- _Set tasks_:
[1] Transcribe the passage of the wiki discussion from "Andrew, the reason" to "where it's appropriate.".
[2] Per the wiki discussion, where are the girl and boy from The Best of Kermit on Sesame Street listed by name?
═══ Document excerpt ═══
Andrew, the reason why I'm suggesting that you relax a little is because you've already won. It's like you're stirred up for a fight, and everyone is agreeing with you. You're absolutely right about the leader text. As that comes up on particular articles, someone will take care of it. It could be you, or it could be someone else.
I've already made a definitive statement about the narrative videos, which you can see above: "We shouldn't be screencapping narrative videos." Nobody is suggesting doing this for Fraggle Rock, or for the movies. It's only being discussed for clip shows, where it's appropriate.
So you're not the bad guy at all. I just think if you take a step back, you'll see that everyone is agreeing with you, and everything is fine. -- Danny@fandom (talk) 06:31, 11 April 2008 (UTC)
I just added a chart to The Alphabet Game, this time adding more opening text describing the majority of video plot (and making the video cover image a bit smaller), and then adding a chart for all of the inserts. One thing that might be good about making charts is that somebody might looka t a page, see what skits are included, and see an image of a skit that person wanted to see again, leading to a sale (if that person can find a copy of the video), something that might not happen if that person just saw the old sketch listings and didn't click on any bluelinks or eka links. And as for references to grover talking to "a girl" in The Best of Kermit on Sesame Street, no, he doens't refer to her or the boy by name (they are only listed by name in the credits). --Minor muppetz 14:07, 11 April 2008 (UTC)
═══ Supplied entries ═══
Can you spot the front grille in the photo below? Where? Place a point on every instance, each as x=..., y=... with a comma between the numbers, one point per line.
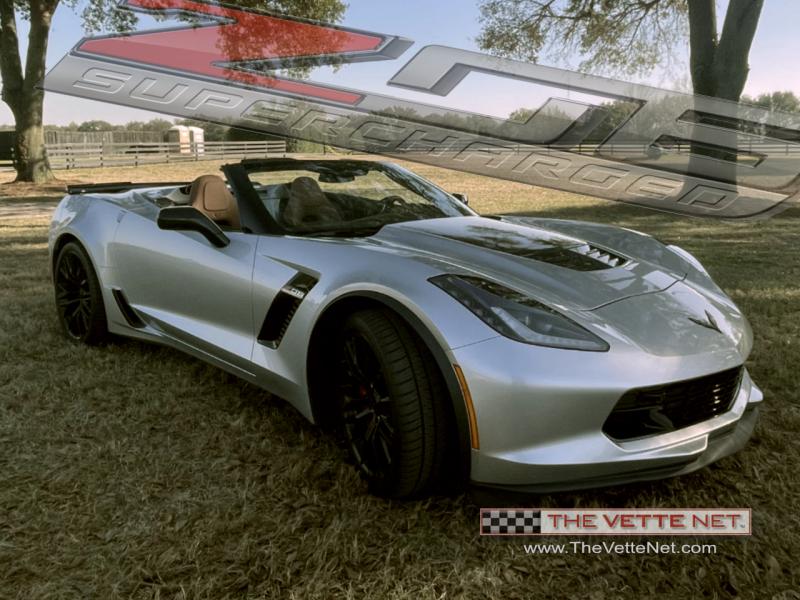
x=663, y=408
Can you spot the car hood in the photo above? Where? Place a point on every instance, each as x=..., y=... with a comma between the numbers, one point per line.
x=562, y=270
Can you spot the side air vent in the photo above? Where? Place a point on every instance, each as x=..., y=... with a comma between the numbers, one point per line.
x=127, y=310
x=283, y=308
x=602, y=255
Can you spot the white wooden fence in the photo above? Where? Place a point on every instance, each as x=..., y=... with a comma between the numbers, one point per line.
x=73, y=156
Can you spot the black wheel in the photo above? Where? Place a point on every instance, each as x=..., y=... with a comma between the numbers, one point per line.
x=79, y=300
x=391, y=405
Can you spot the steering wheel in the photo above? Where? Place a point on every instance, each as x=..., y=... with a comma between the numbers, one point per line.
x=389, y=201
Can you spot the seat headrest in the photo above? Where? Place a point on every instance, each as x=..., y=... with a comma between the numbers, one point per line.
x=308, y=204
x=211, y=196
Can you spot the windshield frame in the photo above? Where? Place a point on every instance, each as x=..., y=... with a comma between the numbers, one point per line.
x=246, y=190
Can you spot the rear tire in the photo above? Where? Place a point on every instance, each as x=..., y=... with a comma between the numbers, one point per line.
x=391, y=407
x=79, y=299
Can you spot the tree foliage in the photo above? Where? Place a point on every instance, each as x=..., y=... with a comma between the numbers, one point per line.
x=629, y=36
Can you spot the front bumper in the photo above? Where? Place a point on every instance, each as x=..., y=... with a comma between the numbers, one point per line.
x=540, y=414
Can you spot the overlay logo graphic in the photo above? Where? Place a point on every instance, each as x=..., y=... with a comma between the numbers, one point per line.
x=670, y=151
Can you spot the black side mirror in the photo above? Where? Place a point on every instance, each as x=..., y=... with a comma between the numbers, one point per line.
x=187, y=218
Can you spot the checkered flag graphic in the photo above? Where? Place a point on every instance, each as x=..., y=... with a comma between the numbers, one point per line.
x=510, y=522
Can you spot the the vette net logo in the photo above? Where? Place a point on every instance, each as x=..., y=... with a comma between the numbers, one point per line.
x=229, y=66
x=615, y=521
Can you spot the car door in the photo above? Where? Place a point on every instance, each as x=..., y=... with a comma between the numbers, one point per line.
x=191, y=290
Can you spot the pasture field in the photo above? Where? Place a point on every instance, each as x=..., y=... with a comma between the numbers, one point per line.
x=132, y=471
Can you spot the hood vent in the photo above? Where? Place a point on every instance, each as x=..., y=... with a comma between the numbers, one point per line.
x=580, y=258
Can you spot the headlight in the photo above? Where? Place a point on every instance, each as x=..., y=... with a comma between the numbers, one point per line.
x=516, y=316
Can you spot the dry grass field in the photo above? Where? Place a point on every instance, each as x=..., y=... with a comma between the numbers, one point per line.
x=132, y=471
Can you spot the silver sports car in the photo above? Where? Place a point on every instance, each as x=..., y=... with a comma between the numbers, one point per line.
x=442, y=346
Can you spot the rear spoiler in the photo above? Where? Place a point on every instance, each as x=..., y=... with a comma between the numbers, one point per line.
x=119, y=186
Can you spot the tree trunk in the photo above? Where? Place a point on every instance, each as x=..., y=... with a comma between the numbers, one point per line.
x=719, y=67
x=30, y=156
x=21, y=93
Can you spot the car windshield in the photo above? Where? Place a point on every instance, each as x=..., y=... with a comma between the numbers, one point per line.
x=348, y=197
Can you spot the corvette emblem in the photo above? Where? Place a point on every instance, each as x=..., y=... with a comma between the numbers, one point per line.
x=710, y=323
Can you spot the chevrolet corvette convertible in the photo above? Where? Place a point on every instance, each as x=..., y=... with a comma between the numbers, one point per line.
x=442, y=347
═══
- _List of solutions_:
[1]
Andrew, the reason why I'm suggesting that you relax a little is because you've already won. It's like you're stirred up for a fight, and everyone is agreeing with you. You're absolutely right about the leader text. As that comes up on particular articles, someone will take care of it. It could be you, or it could be someone else.
I've already made a definitive statement about the narrative videos, which you can see above: "We shouldn't be screencapping narrative videos." Nobody is suggesting doing this for Fraggle Rock, or for the movies. It's only being discussed for clip shows, where it's appropriate.

[2] They are listed by name only in the credits.